REQUIRED WORK: Please reproduce every entry, keeping each one exact.

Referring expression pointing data
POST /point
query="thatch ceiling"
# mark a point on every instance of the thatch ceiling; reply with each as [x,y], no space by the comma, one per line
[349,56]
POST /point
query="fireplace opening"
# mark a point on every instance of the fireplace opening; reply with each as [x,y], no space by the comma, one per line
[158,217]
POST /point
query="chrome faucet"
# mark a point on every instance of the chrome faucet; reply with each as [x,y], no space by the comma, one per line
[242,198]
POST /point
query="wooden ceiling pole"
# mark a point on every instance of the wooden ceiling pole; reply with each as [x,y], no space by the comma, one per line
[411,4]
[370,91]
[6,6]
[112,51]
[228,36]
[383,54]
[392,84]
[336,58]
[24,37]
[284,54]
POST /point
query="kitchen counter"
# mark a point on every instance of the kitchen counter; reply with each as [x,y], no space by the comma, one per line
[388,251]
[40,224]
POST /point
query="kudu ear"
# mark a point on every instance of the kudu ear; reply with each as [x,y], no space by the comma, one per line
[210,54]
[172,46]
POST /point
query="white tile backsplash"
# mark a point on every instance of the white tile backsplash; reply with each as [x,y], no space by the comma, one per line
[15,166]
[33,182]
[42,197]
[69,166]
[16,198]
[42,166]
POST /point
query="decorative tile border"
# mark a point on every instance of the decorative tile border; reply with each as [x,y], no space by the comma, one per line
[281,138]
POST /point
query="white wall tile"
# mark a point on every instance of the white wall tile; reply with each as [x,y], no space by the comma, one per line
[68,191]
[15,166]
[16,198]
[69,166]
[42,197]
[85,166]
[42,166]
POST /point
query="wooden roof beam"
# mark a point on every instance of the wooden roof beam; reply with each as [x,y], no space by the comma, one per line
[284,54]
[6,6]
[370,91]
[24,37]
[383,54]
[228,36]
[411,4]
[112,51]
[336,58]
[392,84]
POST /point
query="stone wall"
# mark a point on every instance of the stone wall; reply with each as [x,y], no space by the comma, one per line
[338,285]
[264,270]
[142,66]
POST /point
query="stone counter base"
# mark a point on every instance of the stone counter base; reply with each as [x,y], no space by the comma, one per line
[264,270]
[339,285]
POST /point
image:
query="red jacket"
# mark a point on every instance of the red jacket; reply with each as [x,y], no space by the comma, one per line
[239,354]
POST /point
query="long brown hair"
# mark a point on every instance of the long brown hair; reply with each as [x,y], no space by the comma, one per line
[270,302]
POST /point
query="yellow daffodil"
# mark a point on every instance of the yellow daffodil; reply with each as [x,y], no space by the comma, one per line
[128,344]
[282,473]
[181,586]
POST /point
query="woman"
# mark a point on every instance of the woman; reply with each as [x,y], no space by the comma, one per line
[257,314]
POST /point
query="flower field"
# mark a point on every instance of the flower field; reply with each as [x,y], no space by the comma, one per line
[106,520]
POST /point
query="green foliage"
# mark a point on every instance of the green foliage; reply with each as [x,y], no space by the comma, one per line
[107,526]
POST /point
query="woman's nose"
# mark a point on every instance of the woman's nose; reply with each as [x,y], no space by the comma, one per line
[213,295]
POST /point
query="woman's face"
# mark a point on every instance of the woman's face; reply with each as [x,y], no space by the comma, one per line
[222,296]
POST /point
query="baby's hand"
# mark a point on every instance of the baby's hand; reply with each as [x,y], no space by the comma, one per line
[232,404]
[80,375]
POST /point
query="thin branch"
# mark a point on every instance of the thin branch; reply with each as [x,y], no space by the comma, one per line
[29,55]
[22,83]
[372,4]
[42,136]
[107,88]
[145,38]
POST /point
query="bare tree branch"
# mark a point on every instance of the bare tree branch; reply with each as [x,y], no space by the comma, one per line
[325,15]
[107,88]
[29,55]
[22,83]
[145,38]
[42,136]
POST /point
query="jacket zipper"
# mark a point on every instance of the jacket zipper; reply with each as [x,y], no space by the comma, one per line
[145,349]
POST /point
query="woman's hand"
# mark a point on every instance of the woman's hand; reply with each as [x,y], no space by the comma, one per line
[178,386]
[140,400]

EXERCISE OUTPUT:
POST /point
query="thatch ceiling"
# mark a point on every instance of the thatch ceiling; reply with each as [x,y], no space by the comma, one per line
[349,56]
POST /point
query="fireplace opening"
# mark a point on every instance of the fireplace opening; reply with each as [x,y], no space by the comma, one per line
[158,217]
POST /point
query="chrome faucet"
# mark a point on every instance of the chrome faucet; reply with each as [x,y], no space by the comma, one per line
[242,198]
POST /point
query="wooden ceiling pole"
# mark a point on every instance of the wooden ceiling pole; reply with each as [x,y], no space by the comma, one per line
[411,4]
[370,91]
[6,6]
[112,51]
[228,36]
[383,54]
[392,84]
[336,58]
[24,37]
[284,54]
POST /point
query="kitchen counter"
# mark a point on every instance of the kitchen counter; reply with each as [x,y], no space by the comma, one per line
[388,251]
[40,224]
POST /point
query="kudu ear"
# mark a point on every instance of the kudu ear; reply with each as [x,y], no space by the comma, one per line
[210,54]
[172,46]
POST /point
query="white tile backsplash"
# mark a point on every instance of the white tile backsplash; reply with each as [x,y], no space by the comma, one per line
[15,166]
[33,182]
[42,197]
[69,166]
[16,198]
[42,166]
POST /point
query="decorative tile border"
# mark a point on every instance of the decorative tile border; reply with each as [x,y], no space by the comma, one per line
[281,138]
POST /point
query="white wall tile"
# mark a point on every instance of the white wall tile; reply with each as [x,y], no space by the comma, one per line
[68,191]
[15,166]
[16,198]
[69,166]
[42,197]
[85,166]
[42,166]
POST /point
query="wooden roof beam"
# mark a point on every instance of the wooden roof beam; reply with each as [x,y], no space by the comma, one per line
[284,54]
[6,6]
[370,91]
[24,37]
[383,54]
[228,36]
[411,4]
[112,51]
[336,58]
[392,84]
POST /point
query="stone wall"
# mark a point on every instance of the stone wall; reply with each as [x,y], no space by the comma, one per line
[338,285]
[264,270]
[142,66]
POST /point
query="stone counter base"
# mark a point on every instance of the stone counter base; reply with each as [x,y], no space by the comma, one per line
[264,270]
[339,285]
POST /point
image:
query="red jacket"
# mark a point on every instance of the red jacket; reply with each as [x,y], no space by the comma, one per line
[239,354]
POST /point
query="long brown hair"
# mark a point on every instance of the long brown hair; reply with each as [x,y], no space by the comma, one per line
[270,302]
POST /point
query="yellow daffodil"
# mark a point on every instance of the yellow daffodil; reply with each as [x,y], no space by the comma, one per line
[128,344]
[282,473]
[181,586]
POST /point
query="woman"
# mark a point on every instance of the woman; reply with each as [x,y], no space by the comma, one per line
[257,314]
POST /point
query="flower field"
# mark a point on every instance of the flower field; reply with each as [x,y], no space by the comma, one per line
[106,520]
POST /point
query="green foliage"
# mark a point on every instance of the green foliage; reply with each as [x,y], no space by the comma, one per line
[107,526]
POST /point
query="woman's nose"
# mark a point on every instance of the woman's nose; reply with each as [x,y], no space by the comma, one per line
[213,295]
POST /point
query="woman's face"
# mark a point on every instance of the woman's face; reply with each as [x,y], no space by the comma, one per line
[222,296]
POST /point
query="baby's hand"
# mark a point on every instance of the baby's hand; reply with each as [x,y], no space by the comma, one per line
[232,404]
[80,375]
POST /point
query="thin branch"
# mark a point on every instance of the thin branch; reply with each as [x,y], no space by the comma, one per line
[29,55]
[22,83]
[372,4]
[42,136]
[107,88]
[145,38]
POST /point
query="bare tree branch"
# mark a point on every instance of the bare tree branch; reply with each as [x,y], no space by the comma, one per line
[325,15]
[107,88]
[29,55]
[22,83]
[145,38]
[42,136]
POST /point
query="jacket zipper"
# mark a point on every instance of the jacket zipper; reply with each as [x,y], no space by the comma, one per line
[145,349]
POST /point
query="woman's hand"
# mark a point on every instance of the woman's hand; reply with each as [x,y], no space by the comma, one per line
[178,386]
[140,400]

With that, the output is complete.